# [Page text]
## START

As a slight aside - is the latest Tiagra kit any good?

Cheers

Paul


----------



## Bigtwin (4 Jun 2009)

Wigsie said:


> Dont confuse him! ha ha




Sorry.


Hmmmm....scandium's nice...


----------



## Black Sheep (4 Jun 2009)

having read nothing but the first post

no you don't need carbon, you might like it

some carbon frames can be heavier than alu, however, alu can be quite harsh and dead in that there may be no spring to it, carbon can be woven to allow for some give to soften the ride when alu doesn't, hence why many people choose carbon forks, it damps the vibrations from the road.

something steel does well but with a slight weight penalty.
guess my preference


----------



## Paulq (4 Jun 2009)

Wigsie said:


> Dont confuse him! ha ha
> 
> So why did you not talk to them? afraid they would talk you into the carbon?
> 
> ...



Afraid I would talk myself into it really. It's a perfect 'form over function' example going on in my head. Don't even go there with Titanium - I will lose the will to live.

## END

# [What the task asks]
In the bike frame forum thread, why do many people choose carbon forks?

# [Given material]
## START

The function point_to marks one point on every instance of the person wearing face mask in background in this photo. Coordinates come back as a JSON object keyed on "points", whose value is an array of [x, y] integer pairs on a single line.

## END

# [Solution to this problem]
Carbon damps the vibrations from the road.